**Material for the task**
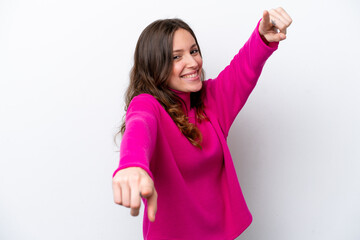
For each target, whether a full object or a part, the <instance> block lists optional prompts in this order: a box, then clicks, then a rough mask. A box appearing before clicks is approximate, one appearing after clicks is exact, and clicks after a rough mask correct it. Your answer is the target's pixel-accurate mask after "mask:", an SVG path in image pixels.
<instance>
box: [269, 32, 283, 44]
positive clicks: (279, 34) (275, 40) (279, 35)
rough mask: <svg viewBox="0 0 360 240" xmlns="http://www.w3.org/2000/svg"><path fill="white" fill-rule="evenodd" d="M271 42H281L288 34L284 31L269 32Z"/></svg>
mask: <svg viewBox="0 0 360 240" xmlns="http://www.w3.org/2000/svg"><path fill="white" fill-rule="evenodd" d="M269 35H270V36H269V40H268V41H269V42H280V41H282V40H285V39H286V35H285V34H284V33H281V32H279V33H273V34H269Z"/></svg>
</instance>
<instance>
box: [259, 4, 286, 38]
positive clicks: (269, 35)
mask: <svg viewBox="0 0 360 240" xmlns="http://www.w3.org/2000/svg"><path fill="white" fill-rule="evenodd" d="M291 23H292V19H291V17H290V16H289V15H288V14H287V12H285V10H284V9H283V8H281V7H279V8H276V9H271V10H270V11H267V10H265V11H264V13H263V18H262V19H261V22H260V24H259V33H260V35H261V36H262V37H263V38H265V39H266V40H267V41H268V42H280V41H282V40H284V39H286V29H287V28H288V27H289V26H290V24H291Z"/></svg>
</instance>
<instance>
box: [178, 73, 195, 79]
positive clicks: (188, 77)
mask: <svg viewBox="0 0 360 240" xmlns="http://www.w3.org/2000/svg"><path fill="white" fill-rule="evenodd" d="M197 76H198V73H197V72H193V73H190V74H186V75H183V76H181V77H182V78H196V77H197Z"/></svg>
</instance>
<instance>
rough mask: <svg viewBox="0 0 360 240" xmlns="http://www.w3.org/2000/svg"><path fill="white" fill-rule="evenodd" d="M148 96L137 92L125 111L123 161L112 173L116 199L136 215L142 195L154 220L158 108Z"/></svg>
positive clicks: (148, 212) (121, 147)
mask: <svg viewBox="0 0 360 240" xmlns="http://www.w3.org/2000/svg"><path fill="white" fill-rule="evenodd" d="M149 100H150V99H149V98H148V96H146V95H144V96H137V97H135V98H134V99H133V101H132V102H131V103H130V106H129V108H128V111H127V113H126V130H125V133H124V136H123V138H122V141H121V147H120V163H119V167H118V168H117V170H116V171H115V172H114V175H113V184H112V185H113V194H114V202H115V203H117V204H119V205H123V206H125V207H128V208H131V215H133V216H137V215H138V214H139V209H140V205H141V197H144V198H145V199H146V200H147V201H146V203H147V209H148V212H147V214H148V218H149V220H150V221H152V222H153V221H155V214H156V210H157V193H156V190H155V187H154V182H153V180H152V174H151V172H150V159H151V157H152V154H153V150H154V148H155V142H156V133H157V117H156V110H155V109H154V106H153V105H152V104H151V100H150V101H149Z"/></svg>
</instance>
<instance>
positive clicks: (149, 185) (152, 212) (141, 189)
mask: <svg viewBox="0 0 360 240" xmlns="http://www.w3.org/2000/svg"><path fill="white" fill-rule="evenodd" d="M151 181H152V180H151ZM140 196H141V197H143V198H145V199H146V200H147V215H148V218H149V220H150V222H154V221H155V215H156V211H157V192H156V190H155V188H154V184H153V183H152V184H144V185H142V186H141V187H140Z"/></svg>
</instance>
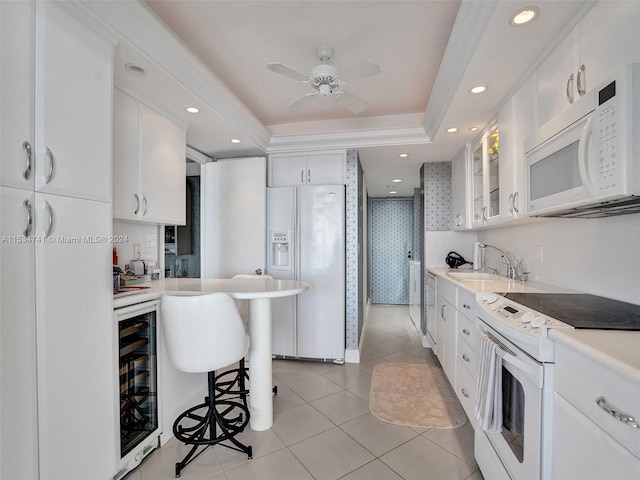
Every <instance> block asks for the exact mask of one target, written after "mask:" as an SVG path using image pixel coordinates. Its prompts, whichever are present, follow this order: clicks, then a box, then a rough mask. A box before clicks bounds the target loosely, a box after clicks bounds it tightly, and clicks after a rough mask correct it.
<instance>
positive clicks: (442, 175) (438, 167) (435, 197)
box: [424, 162, 451, 231]
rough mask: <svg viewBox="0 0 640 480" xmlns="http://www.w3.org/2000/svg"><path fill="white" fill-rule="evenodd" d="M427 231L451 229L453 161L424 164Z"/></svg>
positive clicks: (425, 210) (425, 211)
mask: <svg viewBox="0 0 640 480" xmlns="http://www.w3.org/2000/svg"><path fill="white" fill-rule="evenodd" d="M424 199H425V200H424V208H425V219H426V225H425V228H424V229H425V230H426V231H434V230H435V231H443V230H451V162H442V163H425V164H424Z"/></svg>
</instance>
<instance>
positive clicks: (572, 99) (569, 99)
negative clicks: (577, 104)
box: [566, 73, 573, 103]
mask: <svg viewBox="0 0 640 480" xmlns="http://www.w3.org/2000/svg"><path fill="white" fill-rule="evenodd" d="M566 94H567V102H569V103H573V73H572V74H571V75H569V78H568V79H567V92H566Z"/></svg>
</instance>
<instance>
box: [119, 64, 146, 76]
mask: <svg viewBox="0 0 640 480" xmlns="http://www.w3.org/2000/svg"><path fill="white" fill-rule="evenodd" d="M124 68H125V70H127V72H129V73H132V74H134V75H144V74H145V73H147V72H146V71H145V69H144V68H142V67H141V66H140V65H136V64H135V63H126V64H125V66H124Z"/></svg>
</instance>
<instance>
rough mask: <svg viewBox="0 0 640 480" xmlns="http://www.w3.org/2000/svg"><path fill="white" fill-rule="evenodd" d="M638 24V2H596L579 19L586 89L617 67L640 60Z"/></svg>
mask: <svg viewBox="0 0 640 480" xmlns="http://www.w3.org/2000/svg"><path fill="white" fill-rule="evenodd" d="M639 25H640V2H602V1H601V2H597V3H596V4H595V5H594V6H593V7H592V8H591V9H590V10H589V11H588V12H587V14H586V15H585V16H584V17H583V18H582V20H580V24H579V28H580V61H581V62H582V63H584V64H585V66H587V67H588V71H587V76H586V88H587V90H591V89H593V88H595V87H597V86H598V85H599V84H600V83H602V82H603V81H605V80H607V79H608V78H609V77H611V75H614V74H615V73H616V72H617V71H618V69H619V68H620V67H622V66H624V65H626V64H628V63H633V62H638V61H640V44H639V43H638V31H637V30H638V26H639ZM603 32H605V33H604V34H603Z"/></svg>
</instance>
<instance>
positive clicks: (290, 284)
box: [113, 278, 309, 308]
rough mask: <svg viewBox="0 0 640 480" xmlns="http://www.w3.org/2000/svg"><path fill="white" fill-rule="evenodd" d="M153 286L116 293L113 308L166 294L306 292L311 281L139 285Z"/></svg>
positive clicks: (216, 280)
mask: <svg viewBox="0 0 640 480" xmlns="http://www.w3.org/2000/svg"><path fill="white" fill-rule="evenodd" d="M135 287H149V288H146V289H139V290H138V289H136V290H134V291H126V292H123V293H117V294H114V295H113V308H120V307H126V306H128V305H133V304H135V303H140V302H146V301H148V300H155V299H158V298H160V297H161V296H162V295H163V294H165V293H166V294H171V295H197V294H206V293H216V292H223V293H228V294H229V295H231V296H232V297H233V298H237V299H252V298H276V297H286V296H289V295H295V294H298V293H302V292H303V291H305V290H306V289H307V288H309V284H307V283H305V282H299V281H294V280H276V279H268V278H264V279H262V278H237V279H229V278H165V279H162V280H152V281H150V282H147V283H144V284H140V285H135Z"/></svg>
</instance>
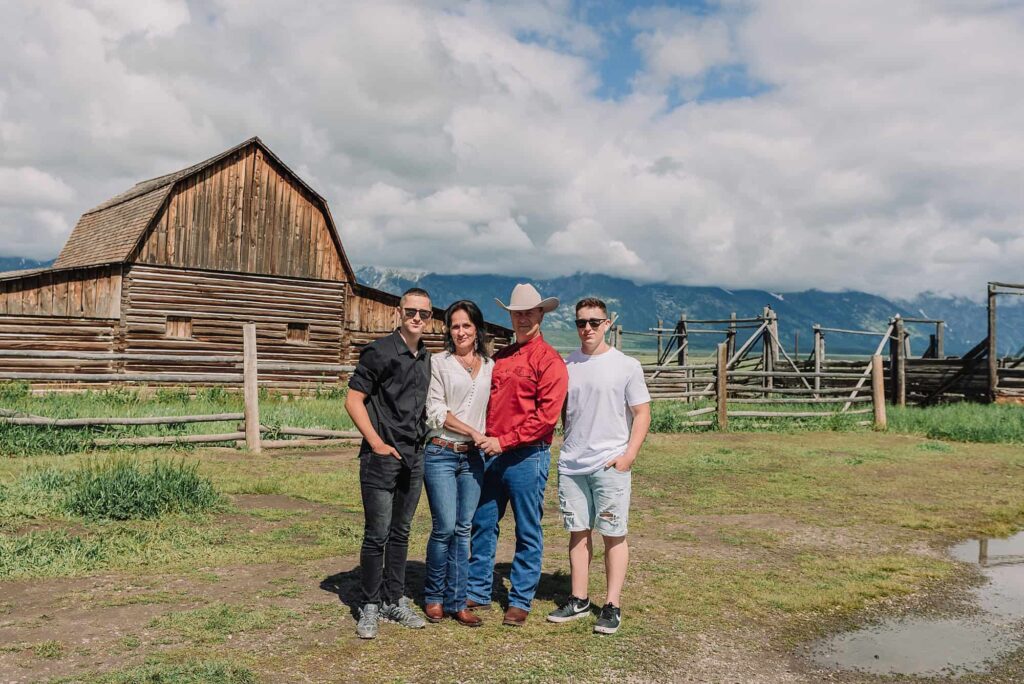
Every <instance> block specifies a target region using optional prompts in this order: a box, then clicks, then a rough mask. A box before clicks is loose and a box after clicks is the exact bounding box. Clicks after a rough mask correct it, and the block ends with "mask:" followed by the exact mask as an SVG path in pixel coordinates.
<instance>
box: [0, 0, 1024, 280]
mask: <svg viewBox="0 0 1024 684" xmlns="http://www.w3.org/2000/svg"><path fill="white" fill-rule="evenodd" d="M0 12H2V13H0V15H2V16H3V18H4V20H3V26H2V28H0V38H2V40H0V55H2V56H0V255H6V256H13V255H16V256H28V257H34V258H50V257H53V256H55V255H56V253H57V252H58V251H59V249H60V247H61V245H62V244H63V242H65V240H66V238H67V237H68V234H69V232H70V230H71V228H72V227H73V226H74V224H75V221H76V220H77V218H78V216H79V215H80V214H81V213H82V212H83V211H84V210H86V209H88V208H90V207H92V206H94V205H96V204H98V203H100V202H101V201H103V200H104V199H106V198H109V197H111V196H113V195H115V194H117V193H119V191H121V190H123V189H126V188H127V187H129V186H131V185H132V184H134V183H135V182H137V181H138V180H141V179H143V178H147V177H151V176H155V175H159V174H162V173H166V172H169V171H173V170H176V169H178V168H182V167H184V166H187V165H189V164H191V163H194V162H197V161H200V160H203V159H206V158H208V157H210V156H213V155H214V154H217V153H219V152H221V151H222V149H225V148H227V147H229V146H231V145H233V144H237V143H238V142H241V141H242V140H244V139H246V138H248V137H250V136H252V135H259V136H260V137H261V138H263V140H264V141H265V142H266V143H267V144H268V145H269V146H270V147H271V148H272V149H273V151H274V152H275V153H276V154H278V155H279V156H280V157H281V158H282V159H284V160H285V162H286V163H288V164H289V165H290V166H292V168H293V169H295V170H296V171H297V172H298V173H299V174H300V175H302V176H303V177H304V178H305V179H306V180H307V181H308V182H309V183H310V184H311V185H312V186H313V187H315V188H317V190H318V191H319V193H321V194H322V195H323V196H324V197H326V198H327V200H328V202H329V203H330V205H331V208H332V212H333V213H334V216H335V219H336V220H337V222H338V224H339V228H340V230H341V233H342V240H343V241H344V244H345V246H346V249H347V251H348V253H349V256H350V258H351V260H352V261H353V262H354V263H356V264H372V265H377V266H393V267H400V268H416V269H424V270H434V271H439V272H501V273H509V274H523V275H536V276H549V275H555V274H565V273H571V272H574V271H597V272H607V273H611V274H615V275H622V276H626V277H629V279H632V280H635V281H638V282H653V281H667V282H671V283H678V284H690V285H720V286H724V287H733V288H735V287H757V288H766V289H771V290H799V289H805V288H812V287H815V288H819V289H825V290H840V289H858V290H865V291H868V292H874V293H879V294H887V295H905V296H906V295H912V294H914V293H918V292H921V291H925V290H931V291H935V292H938V293H943V294H962V295H969V296H978V295H980V294H982V292H983V289H984V283H985V282H986V281H987V280H997V279H1001V280H1007V281H1013V282H1021V281H1024V2H1021V1H1019V0H921V1H919V0H899V1H898V2H893V1H892V0H844V1H843V2H825V1H822V2H807V1H806V0H793V1H790V0H721V1H716V0H707V1H700V0H693V1H688V2H675V3H667V4H662V3H654V2H632V3H628V2H614V1H612V0H578V1H575V2H571V1H569V0H564V1H562V0H547V1H537V0H516V1H514V2H497V1H485V0H471V1H469V2H447V1H444V0H420V1H419V2H388V1H386V0H371V1H366V2H341V1H338V0H324V1H322V2H321V1H312V0H305V1H304V2H301V3H287V4H286V3H282V2H280V1H278V0H272V1H257V0H210V1H208V2H186V1H184V0H152V1H142V0H82V1H78V2H71V1H68V2H59V1H57V0H54V1H52V2H32V1H30V0H3V1H0Z"/></svg>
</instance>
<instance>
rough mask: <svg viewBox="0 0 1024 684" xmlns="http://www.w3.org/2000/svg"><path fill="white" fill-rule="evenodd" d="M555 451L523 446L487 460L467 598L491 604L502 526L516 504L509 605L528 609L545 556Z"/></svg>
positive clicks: (474, 515)
mask: <svg viewBox="0 0 1024 684" xmlns="http://www.w3.org/2000/svg"><path fill="white" fill-rule="evenodd" d="M550 465H551V447H550V446H549V445H544V446H521V447H519V448H513V450H511V451H508V452H505V453H504V454H500V455H498V456H496V457H495V458H493V459H488V460H487V462H486V464H485V465H484V472H483V490H482V491H481V493H480V505H479V506H477V508H476V515H474V516H473V540H472V550H473V556H472V558H470V561H469V586H468V595H469V598H471V599H473V600H474V601H476V602H477V603H489V602H490V592H492V587H493V586H494V572H495V551H496V550H497V548H498V532H499V523H500V522H501V519H502V518H503V517H505V510H506V508H507V507H508V504H512V515H513V517H514V518H515V556H514V557H513V558H512V574H511V576H510V578H509V579H510V581H511V583H512V589H511V591H509V606H514V607H517V608H522V609H523V610H527V611H528V610H529V608H530V602H531V601H532V600H534V594H536V593H537V586H538V585H539V584H540V582H541V558H542V556H543V555H544V530H542V529H541V518H542V516H543V515H544V488H545V487H546V486H547V484H548V467H549V466H550Z"/></svg>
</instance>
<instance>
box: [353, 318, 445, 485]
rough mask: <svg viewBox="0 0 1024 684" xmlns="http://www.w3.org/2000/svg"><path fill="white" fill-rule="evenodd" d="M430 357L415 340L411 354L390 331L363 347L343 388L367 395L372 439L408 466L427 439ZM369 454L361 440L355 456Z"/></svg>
mask: <svg viewBox="0 0 1024 684" xmlns="http://www.w3.org/2000/svg"><path fill="white" fill-rule="evenodd" d="M429 385H430V352H428V351H427V348H426V347H425V346H424V344H423V340H422V339H421V340H420V345H419V348H418V349H417V351H416V353H413V351H412V350H411V349H410V348H409V346H408V345H407V344H406V341H404V340H403V339H402V338H401V335H399V333H398V329H395V331H394V332H393V333H391V334H390V335H388V336H387V337H382V338H380V339H379V340H375V341H374V342H372V343H370V344H368V345H367V346H366V347H364V348H362V351H360V352H359V364H358V366H356V367H355V371H354V372H353V373H352V375H351V377H350V378H349V379H348V386H349V388H351V389H354V390H356V391H359V392H364V393H365V394H366V395H367V413H368V414H370V422H371V424H373V426H374V429H375V430H377V434H379V435H380V436H381V439H383V440H384V441H385V442H386V443H388V444H390V445H391V446H394V447H395V448H396V450H398V453H399V454H401V457H402V460H403V461H406V463H407V464H410V465H411V464H412V462H413V461H414V460H415V459H418V458H419V455H420V452H421V451H422V446H423V440H424V438H425V437H426V435H427V422H426V403H427V387H429ZM369 452H371V448H370V443H369V442H368V441H367V440H366V439H364V440H362V446H361V448H360V450H359V455H360V456H362V455H366V454H368V453H369Z"/></svg>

**What you have to do**
Pick out each line of the data above that contains the string "using", matching letter case exactly.

**Answer**
Every <instance> block asks for the exact mask of one target, written after "mask:" as an SVG path using image pixel coordinates. Its prompts, whichever are present, follow this order: clicks, then a box, then a rough mask. A box before clicks bounds the target loosely, a box after clicks bounds it tightly, and clicks after a rough mask correct it.
Every <instance> block specifies a target region using optional prompts in this order: a box, then clicks, then a rough mask. A box before clicks is loose and a box after clicks is the exact bounding box. Clicks after a rough mask correct it, and the block ends with "mask:" followed by the exact mask as an SVG path in pixel coordinates.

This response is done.